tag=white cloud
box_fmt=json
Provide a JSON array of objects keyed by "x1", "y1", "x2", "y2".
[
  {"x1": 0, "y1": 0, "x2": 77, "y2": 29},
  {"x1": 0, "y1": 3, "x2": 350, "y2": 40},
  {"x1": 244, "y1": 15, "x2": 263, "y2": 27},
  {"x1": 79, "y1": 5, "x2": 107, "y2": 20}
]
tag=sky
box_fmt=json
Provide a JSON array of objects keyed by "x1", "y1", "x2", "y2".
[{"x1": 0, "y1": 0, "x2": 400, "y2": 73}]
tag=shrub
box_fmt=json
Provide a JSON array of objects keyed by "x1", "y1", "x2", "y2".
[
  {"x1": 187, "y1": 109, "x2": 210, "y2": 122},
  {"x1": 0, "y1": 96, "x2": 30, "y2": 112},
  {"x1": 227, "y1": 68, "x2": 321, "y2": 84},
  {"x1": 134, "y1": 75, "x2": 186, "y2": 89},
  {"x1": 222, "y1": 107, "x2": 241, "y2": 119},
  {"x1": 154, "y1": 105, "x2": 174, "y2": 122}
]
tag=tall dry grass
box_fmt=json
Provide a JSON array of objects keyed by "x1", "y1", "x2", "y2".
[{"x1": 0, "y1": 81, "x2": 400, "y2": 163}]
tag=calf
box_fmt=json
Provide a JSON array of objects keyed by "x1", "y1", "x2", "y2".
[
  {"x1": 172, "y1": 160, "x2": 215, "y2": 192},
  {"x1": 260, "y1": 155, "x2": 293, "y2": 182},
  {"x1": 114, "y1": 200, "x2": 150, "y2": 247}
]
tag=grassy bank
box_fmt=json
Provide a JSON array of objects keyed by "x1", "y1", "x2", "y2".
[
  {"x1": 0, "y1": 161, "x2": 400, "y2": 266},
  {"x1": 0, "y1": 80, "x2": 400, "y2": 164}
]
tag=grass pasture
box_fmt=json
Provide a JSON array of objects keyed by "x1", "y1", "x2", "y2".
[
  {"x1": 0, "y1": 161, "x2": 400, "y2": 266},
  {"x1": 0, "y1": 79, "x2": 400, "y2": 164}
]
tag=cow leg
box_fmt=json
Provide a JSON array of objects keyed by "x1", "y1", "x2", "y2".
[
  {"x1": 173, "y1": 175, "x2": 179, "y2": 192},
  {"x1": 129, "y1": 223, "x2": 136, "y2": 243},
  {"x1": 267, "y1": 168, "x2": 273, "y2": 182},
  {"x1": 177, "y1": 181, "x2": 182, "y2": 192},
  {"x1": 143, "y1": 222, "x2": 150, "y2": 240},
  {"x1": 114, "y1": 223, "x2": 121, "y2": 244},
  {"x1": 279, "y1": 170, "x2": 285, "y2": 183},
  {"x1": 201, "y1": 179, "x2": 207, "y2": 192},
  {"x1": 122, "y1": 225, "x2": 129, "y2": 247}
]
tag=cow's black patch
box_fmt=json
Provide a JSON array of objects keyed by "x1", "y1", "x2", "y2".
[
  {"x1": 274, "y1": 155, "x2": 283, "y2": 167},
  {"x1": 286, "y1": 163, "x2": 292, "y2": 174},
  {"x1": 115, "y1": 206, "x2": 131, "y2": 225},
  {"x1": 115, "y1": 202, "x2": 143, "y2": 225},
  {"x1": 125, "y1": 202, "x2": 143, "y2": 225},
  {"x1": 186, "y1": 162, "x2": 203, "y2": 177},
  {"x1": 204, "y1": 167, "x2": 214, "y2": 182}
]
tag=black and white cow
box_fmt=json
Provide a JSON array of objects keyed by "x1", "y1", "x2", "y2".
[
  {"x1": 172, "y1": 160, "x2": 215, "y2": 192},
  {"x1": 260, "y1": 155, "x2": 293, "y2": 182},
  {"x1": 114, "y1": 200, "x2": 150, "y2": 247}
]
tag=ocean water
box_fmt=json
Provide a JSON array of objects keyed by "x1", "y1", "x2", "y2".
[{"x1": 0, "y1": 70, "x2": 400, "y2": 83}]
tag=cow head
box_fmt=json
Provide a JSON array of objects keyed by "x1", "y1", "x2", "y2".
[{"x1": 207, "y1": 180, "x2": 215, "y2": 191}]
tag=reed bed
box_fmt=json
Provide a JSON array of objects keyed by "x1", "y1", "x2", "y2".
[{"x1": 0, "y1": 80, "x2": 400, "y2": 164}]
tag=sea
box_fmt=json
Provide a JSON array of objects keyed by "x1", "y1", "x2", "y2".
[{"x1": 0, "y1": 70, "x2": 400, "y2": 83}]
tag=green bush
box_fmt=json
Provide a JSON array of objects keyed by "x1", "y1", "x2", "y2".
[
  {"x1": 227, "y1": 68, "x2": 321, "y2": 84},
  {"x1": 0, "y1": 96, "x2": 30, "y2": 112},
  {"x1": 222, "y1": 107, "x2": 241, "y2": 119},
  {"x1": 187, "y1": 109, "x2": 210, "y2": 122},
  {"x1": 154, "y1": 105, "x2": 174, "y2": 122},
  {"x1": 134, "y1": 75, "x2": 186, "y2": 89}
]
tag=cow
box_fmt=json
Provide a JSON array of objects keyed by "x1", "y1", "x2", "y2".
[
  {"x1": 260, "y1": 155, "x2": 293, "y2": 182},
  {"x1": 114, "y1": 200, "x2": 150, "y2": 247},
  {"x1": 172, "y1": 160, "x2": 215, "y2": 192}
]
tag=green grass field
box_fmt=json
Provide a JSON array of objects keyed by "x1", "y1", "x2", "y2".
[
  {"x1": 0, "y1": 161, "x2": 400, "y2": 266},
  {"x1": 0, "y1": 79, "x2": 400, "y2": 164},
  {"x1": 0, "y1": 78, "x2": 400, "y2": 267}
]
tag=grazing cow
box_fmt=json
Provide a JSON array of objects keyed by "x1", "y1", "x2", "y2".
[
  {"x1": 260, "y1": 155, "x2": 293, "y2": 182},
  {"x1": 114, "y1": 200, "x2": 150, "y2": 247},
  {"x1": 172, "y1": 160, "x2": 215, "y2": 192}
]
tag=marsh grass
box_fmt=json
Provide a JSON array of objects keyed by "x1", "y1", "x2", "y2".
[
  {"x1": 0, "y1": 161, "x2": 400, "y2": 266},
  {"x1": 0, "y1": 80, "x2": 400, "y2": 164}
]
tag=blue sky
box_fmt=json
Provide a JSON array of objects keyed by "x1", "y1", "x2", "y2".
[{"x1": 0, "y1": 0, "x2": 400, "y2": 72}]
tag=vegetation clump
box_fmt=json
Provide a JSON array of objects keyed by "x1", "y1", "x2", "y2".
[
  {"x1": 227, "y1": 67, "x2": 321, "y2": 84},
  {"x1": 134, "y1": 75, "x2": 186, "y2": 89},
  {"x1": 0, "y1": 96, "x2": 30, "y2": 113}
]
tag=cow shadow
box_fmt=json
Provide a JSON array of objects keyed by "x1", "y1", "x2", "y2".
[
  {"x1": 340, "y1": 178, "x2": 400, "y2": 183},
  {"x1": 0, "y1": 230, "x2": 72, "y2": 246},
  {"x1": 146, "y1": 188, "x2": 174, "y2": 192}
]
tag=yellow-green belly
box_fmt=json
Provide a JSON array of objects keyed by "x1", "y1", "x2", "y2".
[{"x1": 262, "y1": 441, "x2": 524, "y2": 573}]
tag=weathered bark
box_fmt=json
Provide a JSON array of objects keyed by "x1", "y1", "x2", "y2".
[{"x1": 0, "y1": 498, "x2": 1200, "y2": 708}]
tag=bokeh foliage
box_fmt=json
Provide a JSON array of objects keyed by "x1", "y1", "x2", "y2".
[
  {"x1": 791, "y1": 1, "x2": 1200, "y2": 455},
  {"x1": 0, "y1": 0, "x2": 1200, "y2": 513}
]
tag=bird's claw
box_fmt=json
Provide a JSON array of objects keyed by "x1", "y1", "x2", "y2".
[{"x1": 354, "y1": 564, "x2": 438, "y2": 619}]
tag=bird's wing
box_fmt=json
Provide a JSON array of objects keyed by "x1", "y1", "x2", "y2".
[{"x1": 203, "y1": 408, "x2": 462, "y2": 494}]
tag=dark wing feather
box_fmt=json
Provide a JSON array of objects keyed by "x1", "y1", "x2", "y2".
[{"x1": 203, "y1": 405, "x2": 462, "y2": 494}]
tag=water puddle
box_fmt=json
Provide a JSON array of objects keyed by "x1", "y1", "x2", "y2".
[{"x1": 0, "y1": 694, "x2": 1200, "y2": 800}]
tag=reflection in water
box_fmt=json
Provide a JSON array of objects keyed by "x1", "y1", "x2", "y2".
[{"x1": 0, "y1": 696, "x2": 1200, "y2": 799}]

+ + + + +

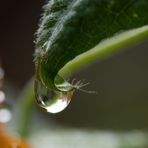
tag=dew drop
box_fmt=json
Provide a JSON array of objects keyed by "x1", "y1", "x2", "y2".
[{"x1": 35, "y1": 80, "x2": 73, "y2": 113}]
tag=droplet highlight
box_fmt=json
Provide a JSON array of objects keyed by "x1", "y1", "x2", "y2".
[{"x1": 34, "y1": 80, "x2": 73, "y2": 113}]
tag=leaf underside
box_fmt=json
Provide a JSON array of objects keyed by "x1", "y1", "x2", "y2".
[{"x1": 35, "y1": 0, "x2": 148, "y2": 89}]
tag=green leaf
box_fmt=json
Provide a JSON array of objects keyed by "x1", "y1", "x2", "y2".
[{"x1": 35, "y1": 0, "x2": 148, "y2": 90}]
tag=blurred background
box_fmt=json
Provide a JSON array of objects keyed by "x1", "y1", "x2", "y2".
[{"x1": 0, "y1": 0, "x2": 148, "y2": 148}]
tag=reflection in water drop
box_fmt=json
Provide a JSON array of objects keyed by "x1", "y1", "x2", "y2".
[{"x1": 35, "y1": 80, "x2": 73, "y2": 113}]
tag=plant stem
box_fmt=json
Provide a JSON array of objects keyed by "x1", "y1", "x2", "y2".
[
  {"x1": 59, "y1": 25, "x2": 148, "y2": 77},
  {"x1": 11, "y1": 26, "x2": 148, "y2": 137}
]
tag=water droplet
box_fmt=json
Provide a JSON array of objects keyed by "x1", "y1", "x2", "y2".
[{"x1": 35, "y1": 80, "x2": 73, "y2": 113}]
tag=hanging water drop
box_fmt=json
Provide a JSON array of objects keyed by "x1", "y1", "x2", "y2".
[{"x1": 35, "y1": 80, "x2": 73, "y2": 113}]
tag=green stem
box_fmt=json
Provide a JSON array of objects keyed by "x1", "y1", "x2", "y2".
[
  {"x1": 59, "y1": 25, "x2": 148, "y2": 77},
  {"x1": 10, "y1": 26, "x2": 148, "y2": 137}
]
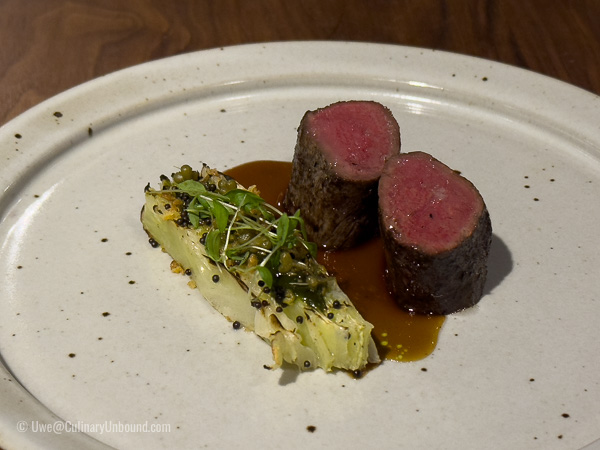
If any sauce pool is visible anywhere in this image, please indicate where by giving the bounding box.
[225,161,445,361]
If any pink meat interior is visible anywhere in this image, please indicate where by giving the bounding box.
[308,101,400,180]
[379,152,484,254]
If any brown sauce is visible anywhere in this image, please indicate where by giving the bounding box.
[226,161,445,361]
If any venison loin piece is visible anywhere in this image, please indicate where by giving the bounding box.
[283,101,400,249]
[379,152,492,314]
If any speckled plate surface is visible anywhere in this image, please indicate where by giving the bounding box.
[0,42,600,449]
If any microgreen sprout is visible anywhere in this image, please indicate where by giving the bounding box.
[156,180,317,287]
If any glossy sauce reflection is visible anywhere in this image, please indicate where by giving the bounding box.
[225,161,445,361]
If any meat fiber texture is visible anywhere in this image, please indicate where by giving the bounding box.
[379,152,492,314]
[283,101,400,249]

+ + + + +

List every line of the material that contains the string "water". Case counts.

tag=ocean water
tag=water puddle
tag=reflection in water
tag=reflection in water drop
tag=water droplet
tag=hanging water drop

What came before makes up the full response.